What you need to do: Write out all the material exactly. Leave nothing out.
-- Start of Provided data --
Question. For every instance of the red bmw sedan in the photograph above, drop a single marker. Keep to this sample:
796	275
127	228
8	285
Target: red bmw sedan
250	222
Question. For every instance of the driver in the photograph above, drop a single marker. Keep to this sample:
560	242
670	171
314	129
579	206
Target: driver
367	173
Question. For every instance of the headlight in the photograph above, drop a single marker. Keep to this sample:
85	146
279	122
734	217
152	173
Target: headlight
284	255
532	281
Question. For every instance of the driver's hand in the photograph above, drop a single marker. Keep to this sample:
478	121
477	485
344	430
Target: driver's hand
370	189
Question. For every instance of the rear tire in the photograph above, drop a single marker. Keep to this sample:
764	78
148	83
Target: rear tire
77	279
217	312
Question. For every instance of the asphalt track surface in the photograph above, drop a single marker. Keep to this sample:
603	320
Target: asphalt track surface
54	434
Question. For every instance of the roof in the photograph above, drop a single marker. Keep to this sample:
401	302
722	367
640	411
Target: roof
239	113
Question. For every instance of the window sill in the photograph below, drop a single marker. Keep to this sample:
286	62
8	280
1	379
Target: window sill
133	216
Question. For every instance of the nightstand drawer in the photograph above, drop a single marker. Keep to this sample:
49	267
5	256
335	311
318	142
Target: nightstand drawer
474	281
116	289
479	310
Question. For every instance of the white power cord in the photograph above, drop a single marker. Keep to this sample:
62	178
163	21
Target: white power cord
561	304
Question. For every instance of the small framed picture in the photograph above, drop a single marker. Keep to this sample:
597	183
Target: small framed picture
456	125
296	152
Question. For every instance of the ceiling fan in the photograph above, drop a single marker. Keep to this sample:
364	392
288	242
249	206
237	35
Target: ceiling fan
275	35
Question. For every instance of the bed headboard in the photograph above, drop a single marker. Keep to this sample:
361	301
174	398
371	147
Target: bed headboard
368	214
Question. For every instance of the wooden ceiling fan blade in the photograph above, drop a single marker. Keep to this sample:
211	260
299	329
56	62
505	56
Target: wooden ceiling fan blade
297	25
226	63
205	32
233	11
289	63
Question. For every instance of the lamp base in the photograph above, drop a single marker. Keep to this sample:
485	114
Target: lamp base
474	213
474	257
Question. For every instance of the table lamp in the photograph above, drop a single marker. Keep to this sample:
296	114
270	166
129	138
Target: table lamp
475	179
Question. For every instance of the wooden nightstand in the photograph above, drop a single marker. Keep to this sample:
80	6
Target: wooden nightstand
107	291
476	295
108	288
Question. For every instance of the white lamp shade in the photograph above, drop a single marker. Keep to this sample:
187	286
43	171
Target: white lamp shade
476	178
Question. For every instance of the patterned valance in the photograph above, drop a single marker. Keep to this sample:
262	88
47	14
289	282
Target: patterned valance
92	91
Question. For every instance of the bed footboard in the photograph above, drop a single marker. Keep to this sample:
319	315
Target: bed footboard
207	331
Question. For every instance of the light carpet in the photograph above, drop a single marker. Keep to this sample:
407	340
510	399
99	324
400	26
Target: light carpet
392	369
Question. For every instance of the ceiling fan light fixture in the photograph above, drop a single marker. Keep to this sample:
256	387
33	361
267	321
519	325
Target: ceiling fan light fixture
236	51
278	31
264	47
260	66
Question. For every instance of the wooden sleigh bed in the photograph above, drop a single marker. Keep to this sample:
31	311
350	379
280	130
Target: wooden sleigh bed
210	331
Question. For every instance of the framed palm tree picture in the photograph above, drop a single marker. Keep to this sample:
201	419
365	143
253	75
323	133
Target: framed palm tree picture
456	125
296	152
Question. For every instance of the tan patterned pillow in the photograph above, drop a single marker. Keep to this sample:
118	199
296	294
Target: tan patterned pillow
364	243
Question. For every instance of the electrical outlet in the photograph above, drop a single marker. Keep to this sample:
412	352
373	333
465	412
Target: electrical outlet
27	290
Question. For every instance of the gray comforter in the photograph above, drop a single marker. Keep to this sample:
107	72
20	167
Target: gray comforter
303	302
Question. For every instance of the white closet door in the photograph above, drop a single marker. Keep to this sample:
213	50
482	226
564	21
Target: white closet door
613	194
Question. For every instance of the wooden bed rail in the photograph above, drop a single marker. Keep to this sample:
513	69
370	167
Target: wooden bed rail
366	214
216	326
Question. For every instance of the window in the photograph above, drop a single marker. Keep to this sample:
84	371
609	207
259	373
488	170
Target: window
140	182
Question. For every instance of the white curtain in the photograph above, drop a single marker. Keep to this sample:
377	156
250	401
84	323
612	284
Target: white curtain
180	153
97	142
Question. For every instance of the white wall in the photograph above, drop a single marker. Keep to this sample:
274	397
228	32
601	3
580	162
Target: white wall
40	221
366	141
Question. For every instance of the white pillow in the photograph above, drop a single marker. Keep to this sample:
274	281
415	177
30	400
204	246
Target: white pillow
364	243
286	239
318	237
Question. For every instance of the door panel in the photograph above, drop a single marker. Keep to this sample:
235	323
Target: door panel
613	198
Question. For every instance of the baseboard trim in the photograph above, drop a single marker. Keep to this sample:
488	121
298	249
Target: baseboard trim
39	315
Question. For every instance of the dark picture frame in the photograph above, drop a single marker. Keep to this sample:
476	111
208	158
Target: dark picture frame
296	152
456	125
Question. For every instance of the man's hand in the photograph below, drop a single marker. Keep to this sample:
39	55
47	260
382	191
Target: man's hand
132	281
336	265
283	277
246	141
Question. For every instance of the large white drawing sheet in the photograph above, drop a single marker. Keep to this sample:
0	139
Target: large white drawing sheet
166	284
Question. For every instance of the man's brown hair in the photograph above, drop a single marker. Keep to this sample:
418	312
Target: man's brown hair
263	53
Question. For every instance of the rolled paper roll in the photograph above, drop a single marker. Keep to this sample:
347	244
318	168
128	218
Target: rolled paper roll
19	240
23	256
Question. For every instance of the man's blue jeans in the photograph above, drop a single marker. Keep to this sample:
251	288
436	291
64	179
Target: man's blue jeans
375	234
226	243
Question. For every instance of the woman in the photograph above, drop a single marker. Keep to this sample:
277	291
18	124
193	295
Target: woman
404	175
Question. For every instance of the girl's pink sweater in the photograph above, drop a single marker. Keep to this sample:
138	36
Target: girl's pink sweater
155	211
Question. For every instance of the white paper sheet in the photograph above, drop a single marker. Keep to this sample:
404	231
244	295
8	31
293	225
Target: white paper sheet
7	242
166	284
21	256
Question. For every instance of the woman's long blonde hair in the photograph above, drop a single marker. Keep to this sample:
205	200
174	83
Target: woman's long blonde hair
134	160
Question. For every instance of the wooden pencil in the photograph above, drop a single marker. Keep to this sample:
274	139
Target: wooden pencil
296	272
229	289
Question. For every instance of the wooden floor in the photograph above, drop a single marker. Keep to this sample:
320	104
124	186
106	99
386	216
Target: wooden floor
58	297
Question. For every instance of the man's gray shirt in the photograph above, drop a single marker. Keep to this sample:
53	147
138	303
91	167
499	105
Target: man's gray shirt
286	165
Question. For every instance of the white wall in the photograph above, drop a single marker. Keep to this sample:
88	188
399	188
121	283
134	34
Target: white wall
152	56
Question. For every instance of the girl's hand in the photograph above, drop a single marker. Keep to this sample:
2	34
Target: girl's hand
-- End of Provided data --
Correct answer:
Question. For every instance of the red bmw sedan in the photograph above, drop a single marker. Keep to this sample:
796	275
127	228
8	285
Target: red bmw sedan
250	222
Question. For every instance of the driver in the photograph above, drop a single marker. Keep to this sample:
560	242
670	171
314	129
579	206
Target: driver
367	173
Question. For every instance of the headlight in the photograph above, drop a single marker. Keep to this sample:
85	146
279	122
734	217
152	173
Target: headlight
284	255
532	281
Question. For every instance of the driver's hand in the photograph above, drop a single marker. Keep to this sample:
478	121
477	485
344	430
Target: driver's hand
370	189
Question. For every instance of the rear tire in the photograph above, drop a single marker. Keep to this sample:
764	78
148	83
Target: rear tire
77	279
217	312
Question. For every instance of the asphalt track surface in the photograph above, drop a single marker. Keep to this sample:
603	320
Target: asphalt track surface
54	434
Question. For every instance of the roof in the photograph above, drop a single marker. Keep to this sample:
401	302
722	367
640	411
Target: roof
239	113
Question. For every instance of the window sill in the photograph below, drop a single marker. Keep to this sample:
286	62
8	280
1	379
Target: window sill
133	216
Question. For every instance of the nightstand drawer in the photograph above, drop a single marker. Keep to this sample:
49	267
5	256
335	311
318	142
Target: nightstand drawer
474	281
116	289
479	310
Question. For every instance of the white power cord in the photograph above, drop a single marker. Keep to this sample:
62	178
163	21
Target: white power cord
561	304
Question. For every instance of the small framed picture in the photograph above, drop a single marker. Keep to this sample:
597	183
Target: small framed picture
456	125
296	152
Question. For every instance of the ceiling fan in the photograph above, drop a single marker. Keep to this sample:
364	392
288	242
249	206
237	35
Target: ceiling fan
275	35
Question. For every instance of the bed headboard in the photograph above, drop a single marker. Keep to this sample:
361	301
174	398
371	147
Target: bed headboard
368	214
Question. For every instance of the wooden ceiling fan blade in the photograph above, drop a single marker. Keep to this sample:
211	260
299	329
56	62
505	56
Target: wooden ceiling fan blade
297	25
226	63
205	32
233	11
289	63
Question. For every instance of the lamp base in the photograph above, drop a single marker. Keep to this sample:
485	114
Target: lamp base
474	213
474	257
Question. For every instance of the table lamp in the photograph above, drop a single marker. Keep to this sample:
296	114
270	166
129	138
Target: table lamp
475	179
Question. For every instance of the wooden nightstand in the photograph above, drop a single marker. Keep to this sample:
80	6
Target: wooden nightstand
107	291
476	295
108	288
Question. For every instance of the white lamp shade in the photograph above, drop a single marker. Keep to this sample:
187	286
43	171
Target: white lamp shade
476	178
Question. For every instance of the patterned valance in the photograph above, drop a single marker. Keep to this sample:
262	88
47	14
289	282
Target: patterned valance
92	91
Question. For every instance of the bed footboard in the photograph above, drop a single marker. Keep to this sample:
319	315
Target: bed footboard
207	331
Question. For every instance of the light carpet in the photograph above, drop a single marker. Keep to this sample:
407	340
510	399
99	324
400	26
Target: light carpet
392	369
Question. For every instance of the ceiling fan light fixture in the photograph above, drop a single marker. Keep to this sample:
256	387
33	361
267	321
519	325
Target: ceiling fan light fixture
236	51
278	31
264	47
260	66
Question. For every instance of the wooden sleigh bed in the photograph above, drop a single marker. Keep to this sample:
31	311
350	379
280	130
Target: wooden sleigh bed
210	331
Question. For every instance of the framed palm tree picture in the photograph above, drop a single marker. Keep to this sample:
201	419
365	143
253	75
323	133
Target: framed palm tree picture
456	125
296	152
Question. For every instance of the tan patterned pillow in the photograph above, drop a single marker. Keep to this sample:
118	199
296	294
Target: tan patterned pillow
364	243
Question. For every instance of the electrical outlet in the photograph above, drop a single marker. Keep to this sample:
412	352
373	333
465	412
Target: electrical outlet
27	290
Question. For every instance of the gray comforter in the photograph above, drop a single marker. Keep to this sample:
107	72
20	167
Target: gray comforter
303	302
Question. For every instance of the white closet door in the photograph above, drop a single marker. Keep to this sample:
213	50
482	226
564	21
Target: white closet door
613	194
Question. For every instance of the wooden bed rail in the photograph above, drop a single marker. Keep to this sample:
513	69
370	167
Target: wooden bed rail
366	214
216	326
Question. For every instance of the window in the photograph above, drop a single marker. Keep to this sample:
84	371
609	207
259	373
488	170
Target: window
140	182
Question. For every instance of the white curtain in the photograph above, drop a single marker. Keep to this sample:
377	156
250	401
84	323
612	284
Target: white curtain
180	153
97	142
Question. For every instance of the white wall in the photograph above, drop a single marker. Keep to this sample:
274	397
228	32
601	3
580	162
Target: white wall
40	221
366	141
Question. For every instance of the white pillow in the photograph above, drop a single marker. Keep to this sample:
274	281
415	177
30	400
204	246
Target: white pillow
364	243
286	239
318	237
Question. For every instance of the door panel in the photograph above, drop a single marker. Keep to this sample:
235	323
Target: door panel
613	198
Question. For every instance of the baseboard trim in the photograph above, drop a single marker. Keep to this sample:
488	121
298	249
Target: baseboard trim
39	315
Question. For every instance of the dark picture frame in the photograph above, drop a single marker. Keep to this sample:
476	111
208	158
Target: dark picture frame
296	152
456	125
Question. For every instance of the man's hand in the photograph below, drop a single marker. Keep to this sample:
39	55
47	260
382	191
Target: man's hand
132	281
336	265
283	277
246	141
Question. For every instance of the large white drawing sheet in the photograph above, drop a single marker. Keep to this sample:
0	139
Target: large white drawing sheet
166	284
Question. For every instance of the man's brown hair in the photograph above, drop a single marker. Keep to this sample:
418	312
Target: man's brown hair
263	53
Question. For every instance of the rolled paper roll in the photograph above, drop a single marker. Keep to this sample:
347	244
318	168
128	218
Target: rolled paper roll
19	240
23	256
Question. For every instance of the man's blue jeans in the photograph above, drop a single marker. Keep to this sample:
251	288
436	291
64	179
Target: man's blue jeans
375	234
226	243
Question. For every instance of the woman in the photograph above, drop a single marker. Keep to this sample:
277	291
18	124
193	295
Target: woman
404	175
Question. For every instance of the girl's pink sweater in the photograph above, drop a single marker. Keep to this sample:
138	36
Target: girl's pink sweater
155	211
Question. For every instance of the white paper sheet in the photograph above, drop a single marker. Keep to this sample:
404	231
244	295
8	31
293	225
Target: white paper sheet
7	242
166	284
21	256
Question. For every instance of the woman's long blonde hair in the photograph above, drop a single marker. Keep to this sample:
205	200
174	83
Target: woman's long blonde hair
134	160
Question. For every instance of the wooden pencil in the photograph above, drop a single marker. Keep to this sample:
274	139
Target: wooden pencil
296	272
229	289
Question. For every instance of the wooden floor in the photograph above, drop a single marker. Keep to this sample:
320	104
124	186
106	99
386	216
Target: wooden floor
58	297
Question. For every instance of the man's gray shirt in the photograph above, drop a single marker. Keep to this sample:
53	147
138	303
91	167
499	105
Target: man's gray shirt
286	165
Question. For every instance of the white wall in the photograph above, drop a single marker. Keep to this sample:
88	188
399	188
121	283
134	34
Target: white wall
152	56
Question. For every instance of the girl's hand in the photograph above, drop a single marker. Keep to this sample:
2	34
Target: girl's hand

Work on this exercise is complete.